++++ DATA FOR THIS EXERCISE

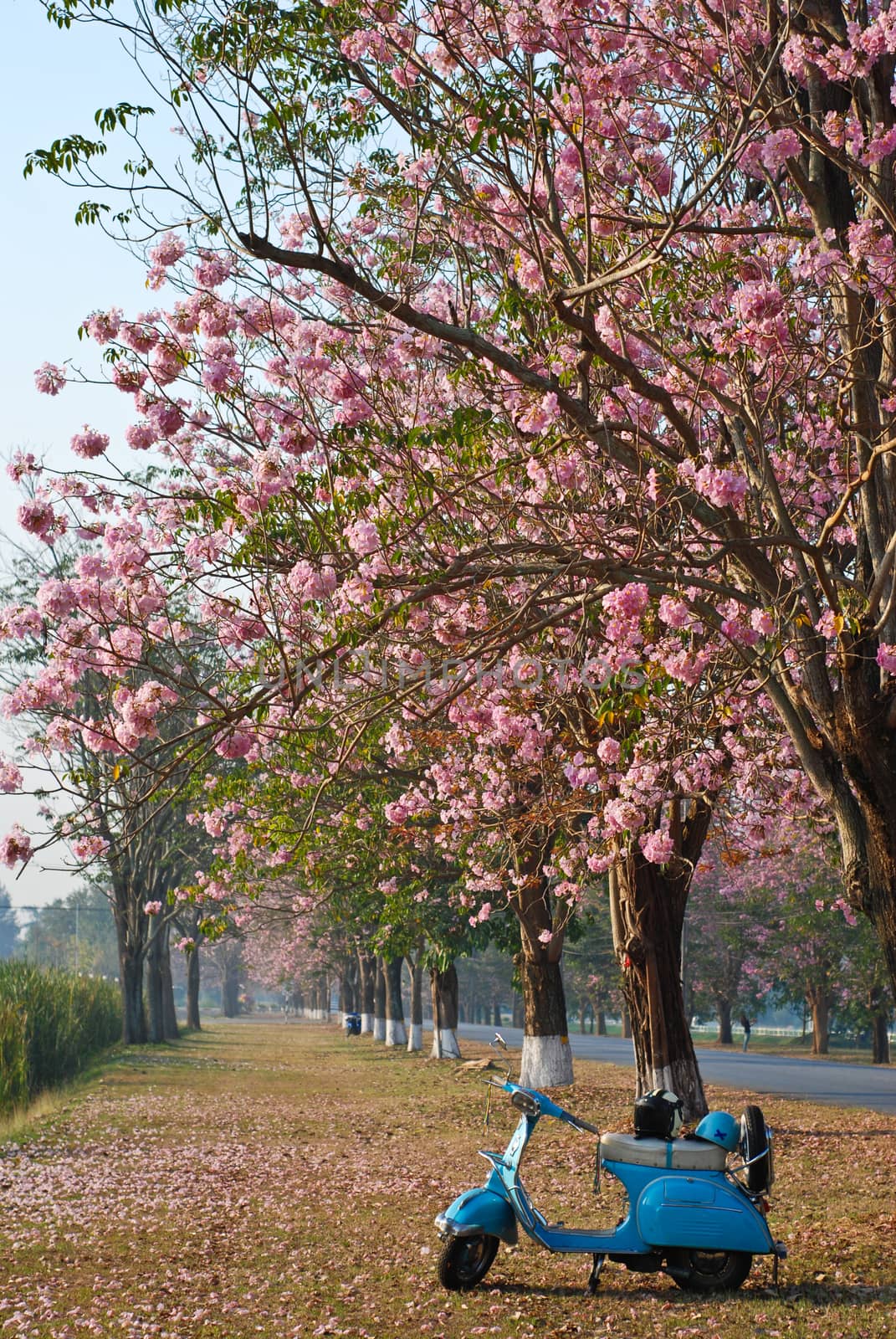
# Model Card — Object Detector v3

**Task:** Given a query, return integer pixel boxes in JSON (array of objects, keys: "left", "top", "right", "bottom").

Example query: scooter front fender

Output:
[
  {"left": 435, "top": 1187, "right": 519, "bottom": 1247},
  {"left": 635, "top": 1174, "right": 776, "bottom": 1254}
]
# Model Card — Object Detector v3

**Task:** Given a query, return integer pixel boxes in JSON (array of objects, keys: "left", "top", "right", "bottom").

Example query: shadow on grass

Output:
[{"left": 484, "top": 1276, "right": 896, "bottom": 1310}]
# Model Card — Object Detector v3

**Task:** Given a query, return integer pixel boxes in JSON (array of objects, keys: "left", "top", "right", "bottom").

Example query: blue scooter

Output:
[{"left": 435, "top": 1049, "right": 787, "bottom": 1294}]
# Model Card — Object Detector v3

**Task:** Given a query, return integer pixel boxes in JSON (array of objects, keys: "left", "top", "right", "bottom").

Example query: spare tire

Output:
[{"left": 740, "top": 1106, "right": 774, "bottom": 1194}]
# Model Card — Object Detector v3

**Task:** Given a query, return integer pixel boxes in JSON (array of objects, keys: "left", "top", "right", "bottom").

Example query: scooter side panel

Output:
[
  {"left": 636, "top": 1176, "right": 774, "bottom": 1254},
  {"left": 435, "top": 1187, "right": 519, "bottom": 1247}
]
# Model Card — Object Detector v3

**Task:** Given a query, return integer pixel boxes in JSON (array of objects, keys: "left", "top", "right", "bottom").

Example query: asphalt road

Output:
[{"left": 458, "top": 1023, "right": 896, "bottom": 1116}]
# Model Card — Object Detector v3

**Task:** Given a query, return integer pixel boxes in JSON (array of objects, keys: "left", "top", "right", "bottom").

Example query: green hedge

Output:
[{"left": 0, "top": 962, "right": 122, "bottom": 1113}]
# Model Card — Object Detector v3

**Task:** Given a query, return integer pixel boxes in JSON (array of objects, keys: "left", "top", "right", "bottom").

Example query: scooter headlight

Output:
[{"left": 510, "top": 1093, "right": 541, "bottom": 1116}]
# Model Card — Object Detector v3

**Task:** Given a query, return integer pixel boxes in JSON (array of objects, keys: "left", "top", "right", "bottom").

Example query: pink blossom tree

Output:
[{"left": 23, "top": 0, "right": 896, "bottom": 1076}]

++++++++

Show every line from the rows above that contains the word "scooter", copying each line in full.

▸ **COMPLETE ANSWER**:
Example query: scooter front fender
Example query: blue scooter
Example query: scooter side panel
Example query: scooter headlight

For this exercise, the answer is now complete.